== Texto de origen
Pedro A. Cantero y Esteban Ruiz Ballesteros
Universidad Pablo de Olavide (Sevilla)

La literatura sobre el mundo campesino es clásica, hubo un tiempo en el que lo bucólico identificaba felicidad con retiro campestre, como también se asociaba buena mesa con terruño. Ir al campo a tomar los aires implicaba compartir un modo de vida, aun si relegado, todavía vivo. Esa figura parece haber tomado otro sentido en estas últimas décadas. Es cierto que la revolución industrial llevaba el germen del desmantelamiento rural. Pronto lo conocerían los primeros países industriales, especialmente Gran Bretaña, pero su generalización a escala mundial no comenzaría hasta mucho más tarde con la llamada revolución verde, en la segunda mitad del siglo XX, y con la globalización y el auge de las multinacionales agroalimentarias. No obstante queda en el “mundo” urbanita un retazo de fascinación por lo rural como objeto de añoranza y requiebro, lo que lo ha convertido en el escenario predilecto de la expresión de “lo nuestro”, identificándolo con una idea de patrimonio conservacionista, como si todo su interés se redujera a una rehabilitación de lo desahuciado. Eso más que favorecer el conocimiento del mundo campesino, nos lo ha velado. A pesar de las múltiples “investigaciones” sobre lo rural, no se ha entendido la “contemporaneidad” de las culturas campesinas. Para ese “entendimiento” bastaría con considerarlas culturas vivas, amenazadas pero vivas. En ese sentido, surgen aproximaciones pragmáticas que han sabido ver lo rural desde enfoques menos estáticos y hacer propuestas que llevan implícitas un reconocimiento de su vigencia. La ecogastronomía es una de ellas y como tal nos parece importante interesarnos en su estudio aún si eso conlleva un peligro, el de su esterilización.

Repensar la sociedad rural implica repensar lo que se le quiso erradicar, como antigualla impropia de nuestro tiempo. Todo proceso de patrimonialización debería huir de los clásicos enfoques museísticos descontextualizados, para plantear una visión coherente de lo que “son” las sociedades en su entorno. Decimos bien “son” y no “fueron”, pues es crucial trascender los objetos o las técnicas: repensar implica “resembrar”: volver a dar sentido. De ahí que entendamos la ecogastronomía como un proceso patrimonializador de lo vivo que pretende un rebrotar integral; desde la producción agroganadera de calidad a un turismo cultural en el que no se contempla una escenografía rural anémica sino que se participa de una dinámica rural en ebullición, co-construyéndola y teniendo como eje axial la producción y consumo de alimentos. De ahí que resulte primordial desvelar lo que fundamentaba la sociedad rural: una visión comunitaria asentada en formas de reciprocidad que no sustituyen al mercado sino que lo complementan, junto a modelos particulares de apropiación y apego al entorno (Temple, 2000).
====
== Contenido del material
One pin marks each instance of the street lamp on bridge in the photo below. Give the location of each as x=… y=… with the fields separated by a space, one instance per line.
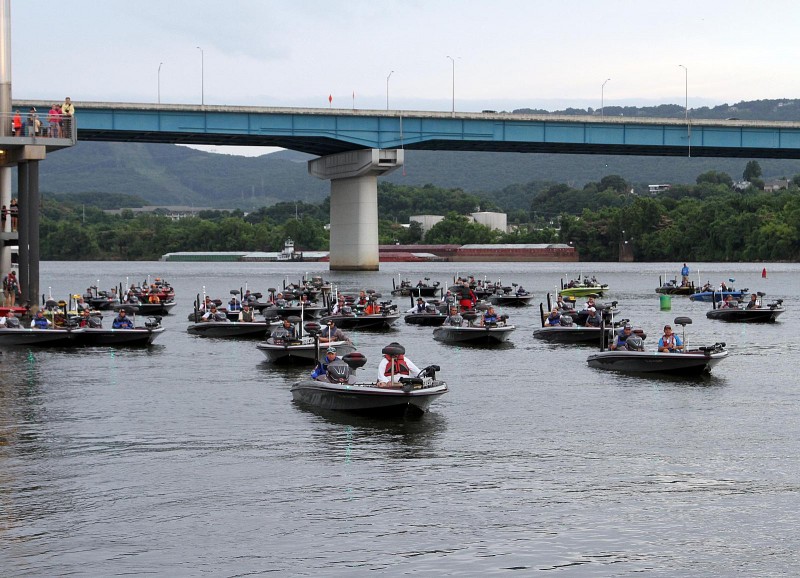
====
**Consigna 1**
En el texto sobre la ecogastronomía y el mundo rural, ¿qué hechos marcan el comienzo de la generalización del desmantelamiento rural a escala mundial?
**Consigna 2**
Prolonga el texto sobre la ecogastronomía y la sociedad rural a partir de su última oración.

**Respuesta escrita 1**
La revolución verde, en la segunda mitad del siglo XX, y la globalización con el auge de las multinacionales agroalimentarias.

**Respuesta escrita 2**
Concebimos la ecogastronomía como un enfoque de desarrollo integrador y complejo. No en vano ha sido originado en la acción, la práctica y la propuesta; en el activismo antes que en la academia (Murdoch y Miele, 2004; Nosi y Zanni, 2004, Pietrykowski, 2004). La ecogastronomía funde dos campos de acción-pensamiento en apariencia muy distantes: la gastronomía y la agroecología. Ahí reside su apuesta por la complejidad como forma de alcanzar la integralidad, persiguiendo una revolución alternativa basada en el decrecimiento (Scalltriti, 2008). En este sentido podemos entender la ecogastronomía como una propuesta de práctica cotidiana que socava el sentido “desarrollista” de la economía y la agricultura de mercado a partir de una consideración de la alimentación humana que recoge toda su complejidad política, social, económica y simbólica (Fischler, 1990). Por eso se presenta como un contrapoder enriquecido por todas las ciencias que persigue la biodiversidad y la equidad (Petrini y Pitte, 2004:8). La filosofía de este movimiento ecogastronómico tiene su base en la premisa de que a partir de procesos micro-económicos se propician transformaciones macro-económicas:

Tirando del hilo de la cocina, de los productores y productos, hemos ligado las cuestiones alimentarias al resto, es decir el turismo y el comercio justo, la defensa del medio ambiente, la cultura popular, la educación de los más jóvenes, el empleo. Esto se ha convertido en un catalizador que crea ahora una ramificación económica de gran amplitud (Petrini y Pitte, 2004:10) .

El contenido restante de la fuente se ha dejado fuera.